◆ TASK TO COMPLETE ◆
Find every line in the items below that contains the word "ceiling", and copy each of those lines.

(Image point annotation entries)
□ □ □ □ □ □ □

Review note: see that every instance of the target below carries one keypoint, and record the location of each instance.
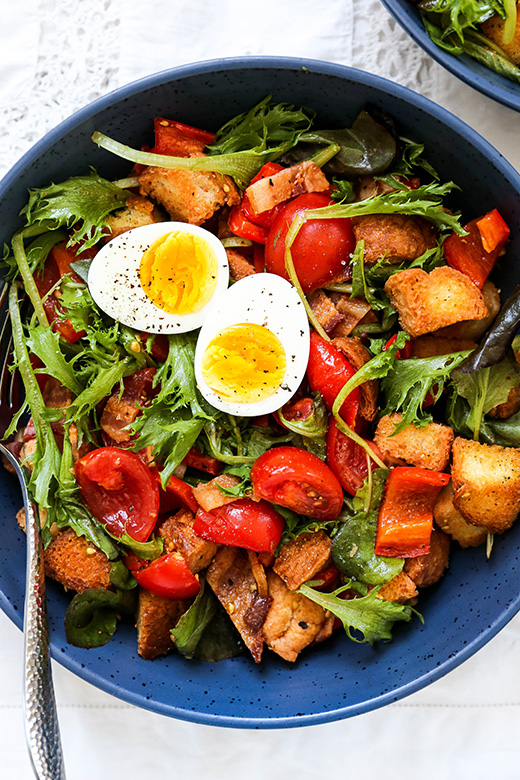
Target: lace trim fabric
(77, 61)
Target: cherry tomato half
(347, 459)
(327, 371)
(253, 525)
(322, 248)
(119, 490)
(298, 480)
(169, 577)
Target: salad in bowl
(271, 399)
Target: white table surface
(61, 54)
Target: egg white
(115, 286)
(263, 299)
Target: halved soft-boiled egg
(160, 278)
(253, 349)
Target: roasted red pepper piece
(405, 520)
(476, 253)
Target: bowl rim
(419, 102)
(461, 67)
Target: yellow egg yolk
(178, 272)
(244, 363)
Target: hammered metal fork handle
(41, 716)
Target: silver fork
(41, 717)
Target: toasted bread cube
(136, 213)
(426, 302)
(156, 616)
(426, 570)
(302, 558)
(494, 29)
(293, 621)
(189, 196)
(452, 522)
(268, 192)
(486, 483)
(400, 589)
(178, 534)
(475, 329)
(239, 266)
(427, 448)
(76, 563)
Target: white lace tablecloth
(58, 55)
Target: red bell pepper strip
(243, 227)
(476, 253)
(405, 520)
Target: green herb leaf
(81, 202)
(353, 546)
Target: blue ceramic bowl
(475, 599)
(466, 68)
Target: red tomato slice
(169, 577)
(253, 525)
(347, 459)
(322, 248)
(119, 490)
(298, 480)
(328, 371)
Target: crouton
(352, 309)
(76, 563)
(494, 29)
(293, 621)
(427, 302)
(239, 266)
(394, 237)
(452, 522)
(400, 589)
(426, 570)
(433, 346)
(474, 329)
(268, 192)
(156, 616)
(325, 311)
(189, 196)
(231, 578)
(178, 534)
(486, 483)
(428, 447)
(357, 355)
(302, 558)
(136, 213)
(208, 494)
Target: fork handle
(41, 717)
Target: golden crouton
(486, 483)
(426, 302)
(136, 212)
(426, 570)
(357, 355)
(474, 329)
(239, 266)
(76, 563)
(400, 589)
(494, 29)
(325, 311)
(156, 616)
(189, 196)
(452, 522)
(268, 192)
(178, 534)
(433, 346)
(302, 558)
(427, 448)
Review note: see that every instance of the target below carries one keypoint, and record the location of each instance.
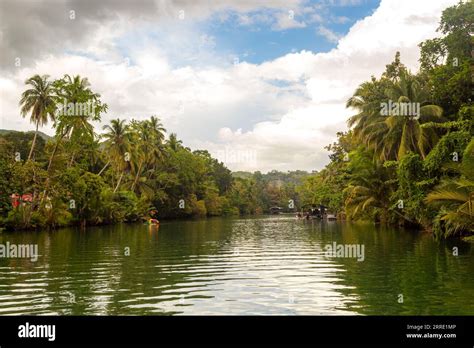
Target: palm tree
(174, 143)
(369, 188)
(39, 101)
(117, 144)
(75, 90)
(391, 137)
(455, 198)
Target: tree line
(390, 167)
(413, 169)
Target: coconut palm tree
(40, 102)
(455, 198)
(174, 143)
(393, 136)
(74, 125)
(117, 145)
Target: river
(267, 265)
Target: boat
(152, 222)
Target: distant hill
(46, 137)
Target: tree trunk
(54, 151)
(137, 176)
(106, 165)
(118, 183)
(34, 141)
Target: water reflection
(266, 265)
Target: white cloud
(330, 35)
(275, 115)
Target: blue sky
(260, 41)
(280, 107)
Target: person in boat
(152, 219)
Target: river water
(268, 265)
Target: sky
(261, 85)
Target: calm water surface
(271, 265)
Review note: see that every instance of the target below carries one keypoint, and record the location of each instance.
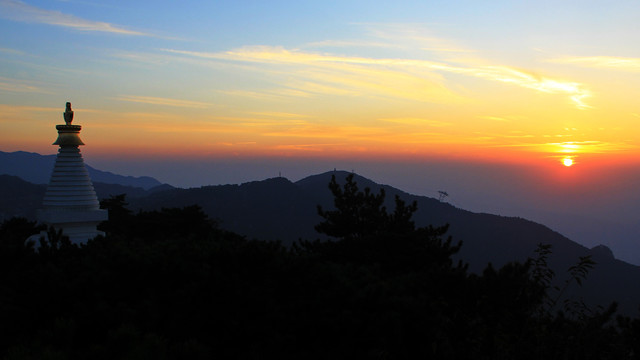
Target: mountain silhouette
(278, 209)
(36, 168)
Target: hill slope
(36, 168)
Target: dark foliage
(171, 284)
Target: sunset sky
(377, 85)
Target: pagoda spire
(70, 202)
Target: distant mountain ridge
(36, 168)
(278, 209)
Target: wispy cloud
(417, 122)
(608, 62)
(164, 101)
(19, 11)
(18, 86)
(11, 51)
(419, 79)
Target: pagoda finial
(68, 114)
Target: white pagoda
(70, 202)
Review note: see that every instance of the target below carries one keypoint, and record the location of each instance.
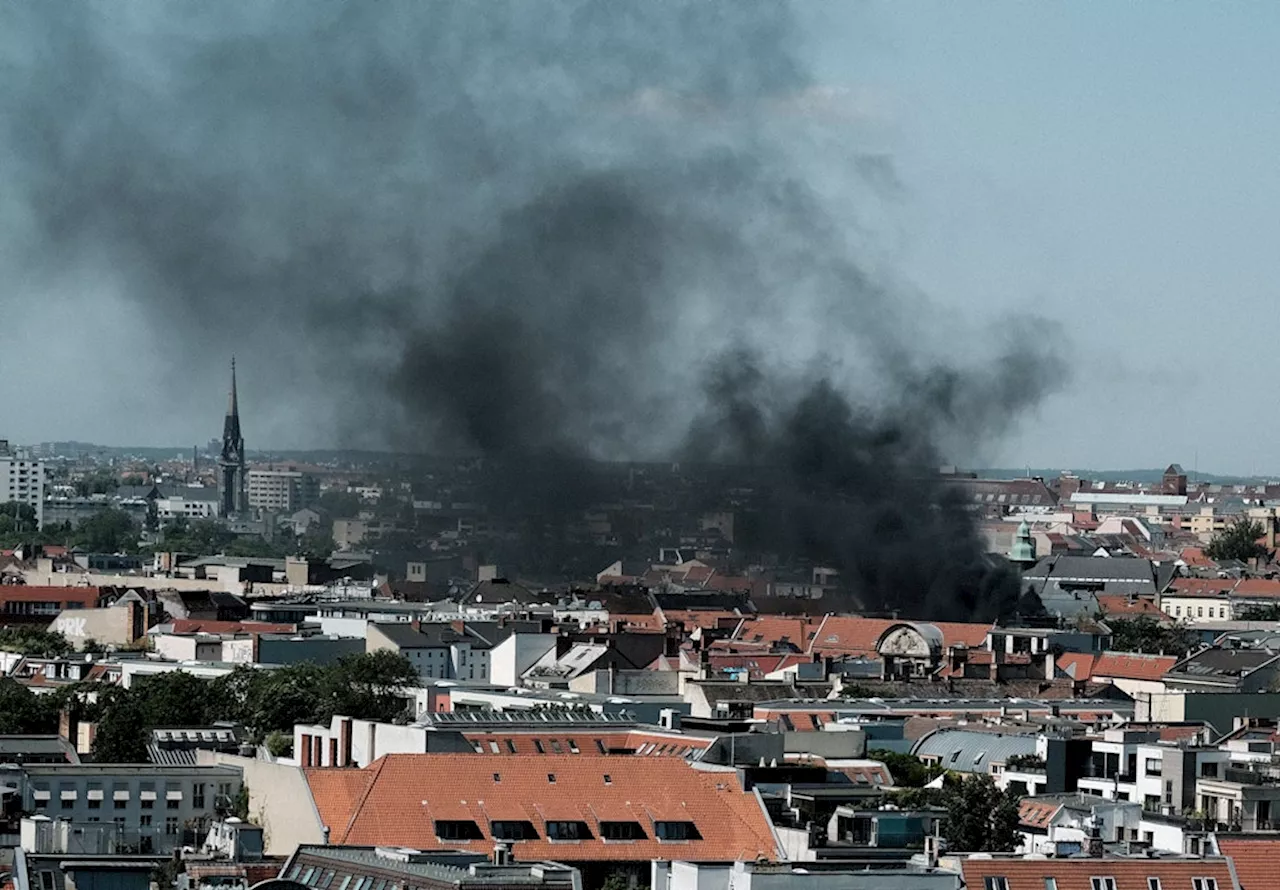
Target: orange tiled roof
(1132, 666)
(397, 801)
(1037, 813)
(1118, 605)
(841, 635)
(769, 629)
(1077, 665)
(1077, 873)
(1255, 859)
(1201, 587)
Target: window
(512, 830)
(621, 831)
(676, 831)
(567, 831)
(457, 830)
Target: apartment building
(112, 807)
(22, 479)
(282, 491)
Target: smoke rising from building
(566, 229)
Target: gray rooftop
(969, 751)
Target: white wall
(516, 655)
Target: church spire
(232, 460)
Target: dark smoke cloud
(565, 229)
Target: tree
(22, 711)
(1147, 635)
(122, 728)
(106, 532)
(1239, 541)
(908, 770)
(981, 818)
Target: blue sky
(1107, 165)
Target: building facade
(22, 479)
(282, 491)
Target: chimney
(344, 742)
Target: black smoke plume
(548, 233)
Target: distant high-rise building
(282, 491)
(22, 479)
(231, 460)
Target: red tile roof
(1132, 666)
(772, 629)
(1077, 873)
(844, 635)
(1201, 587)
(397, 801)
(1121, 606)
(1077, 665)
(1255, 859)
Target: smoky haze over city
(556, 233)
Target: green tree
(908, 770)
(22, 711)
(108, 532)
(1239, 541)
(122, 728)
(981, 818)
(1147, 635)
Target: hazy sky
(1107, 167)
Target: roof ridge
(376, 767)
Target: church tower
(231, 461)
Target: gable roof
(1129, 873)
(398, 798)
(1132, 666)
(1255, 859)
(840, 635)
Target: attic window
(676, 831)
(621, 831)
(457, 830)
(513, 830)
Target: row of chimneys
(339, 748)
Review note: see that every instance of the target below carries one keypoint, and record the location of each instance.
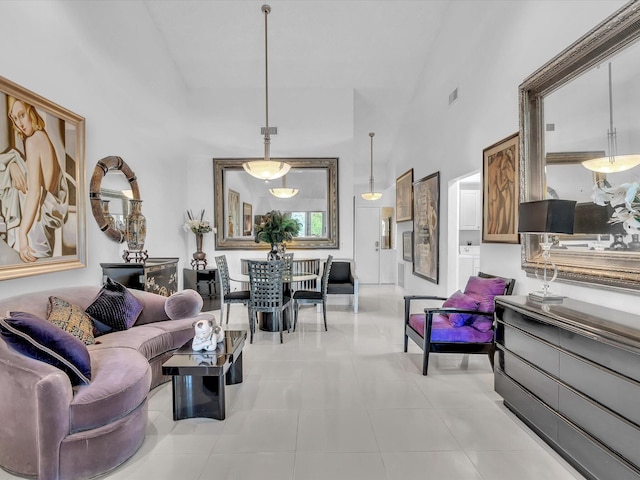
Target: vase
(136, 227)
(199, 257)
(276, 252)
(634, 244)
(107, 215)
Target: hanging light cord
(266, 9)
(371, 177)
(611, 134)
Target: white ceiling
(376, 48)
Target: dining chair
(266, 293)
(228, 297)
(314, 297)
(287, 272)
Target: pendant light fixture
(614, 162)
(371, 195)
(266, 169)
(284, 192)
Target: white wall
(503, 43)
(484, 48)
(135, 118)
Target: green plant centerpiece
(275, 229)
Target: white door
(367, 241)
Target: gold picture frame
(500, 191)
(404, 197)
(426, 227)
(55, 240)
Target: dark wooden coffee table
(199, 377)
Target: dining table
(265, 320)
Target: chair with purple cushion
(464, 322)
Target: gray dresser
(572, 373)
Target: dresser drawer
(619, 435)
(545, 387)
(544, 356)
(613, 391)
(592, 457)
(542, 330)
(616, 359)
(531, 410)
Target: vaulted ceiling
(376, 48)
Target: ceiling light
(284, 192)
(371, 195)
(266, 169)
(614, 162)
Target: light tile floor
(346, 404)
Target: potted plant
(276, 228)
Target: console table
(571, 372)
(156, 275)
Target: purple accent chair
(463, 324)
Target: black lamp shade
(546, 216)
(592, 218)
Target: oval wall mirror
(113, 184)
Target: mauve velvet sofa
(52, 430)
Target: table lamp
(543, 217)
(595, 219)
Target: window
(313, 223)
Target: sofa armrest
(34, 407)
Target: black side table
(205, 282)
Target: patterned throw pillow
(184, 304)
(115, 306)
(71, 318)
(41, 340)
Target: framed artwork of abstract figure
(426, 227)
(407, 246)
(42, 185)
(404, 197)
(500, 195)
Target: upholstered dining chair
(463, 324)
(287, 258)
(228, 297)
(266, 293)
(314, 297)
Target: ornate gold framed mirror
(564, 114)
(114, 182)
(315, 205)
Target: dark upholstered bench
(463, 324)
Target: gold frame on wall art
(500, 191)
(426, 227)
(404, 197)
(56, 238)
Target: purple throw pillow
(460, 300)
(184, 304)
(484, 290)
(42, 340)
(482, 323)
(115, 307)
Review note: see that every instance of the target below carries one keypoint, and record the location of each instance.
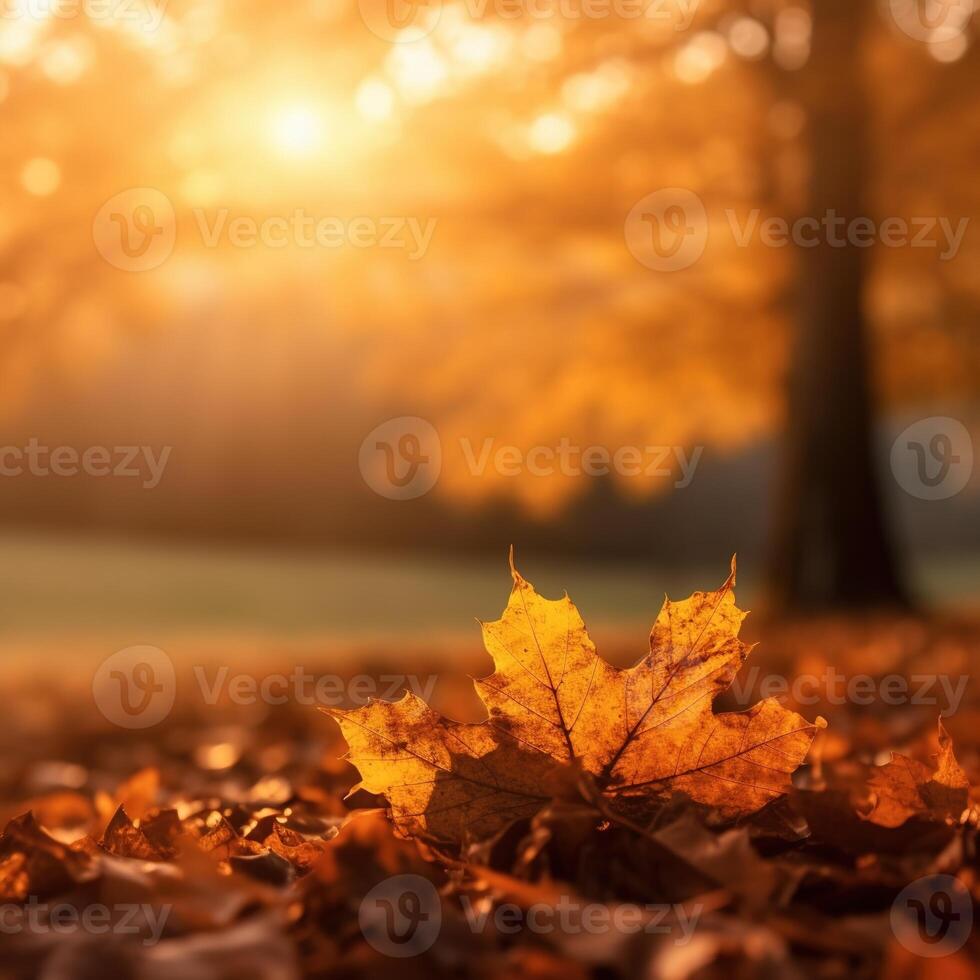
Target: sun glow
(296, 130)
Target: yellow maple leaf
(558, 712)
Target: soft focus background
(527, 140)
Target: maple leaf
(905, 788)
(558, 711)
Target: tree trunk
(831, 545)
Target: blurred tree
(832, 545)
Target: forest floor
(218, 842)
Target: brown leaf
(558, 710)
(906, 788)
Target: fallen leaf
(905, 788)
(558, 711)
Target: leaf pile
(786, 843)
(556, 710)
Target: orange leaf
(557, 710)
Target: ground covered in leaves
(224, 839)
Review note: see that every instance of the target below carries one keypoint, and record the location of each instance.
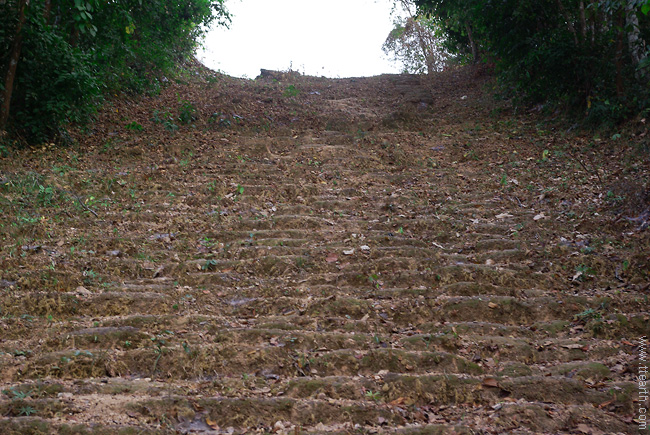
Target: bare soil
(294, 254)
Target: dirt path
(309, 255)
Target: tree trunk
(472, 42)
(13, 65)
(635, 43)
(619, 53)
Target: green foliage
(416, 42)
(291, 91)
(590, 56)
(75, 53)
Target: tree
(72, 52)
(586, 54)
(415, 41)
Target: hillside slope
(308, 255)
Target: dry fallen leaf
(490, 382)
(332, 258)
(213, 424)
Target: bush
(76, 52)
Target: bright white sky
(331, 38)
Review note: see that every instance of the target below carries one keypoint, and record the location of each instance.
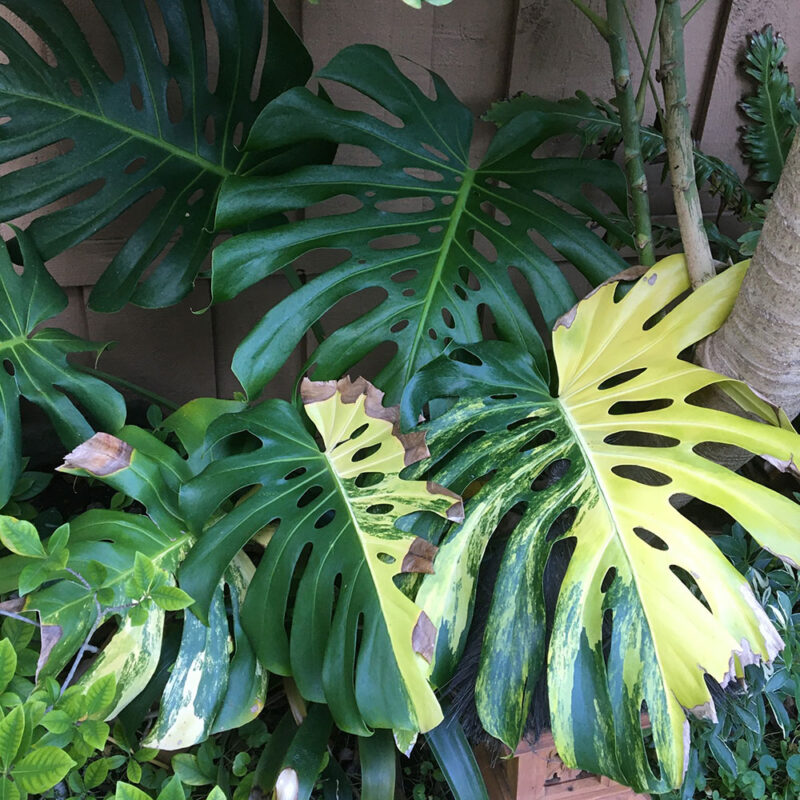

□ □ □ □ □ □ □

◆ FULL SOLUTION ◆
Target: white ceiling
Target: vaulted ceiling
Target: ceiling light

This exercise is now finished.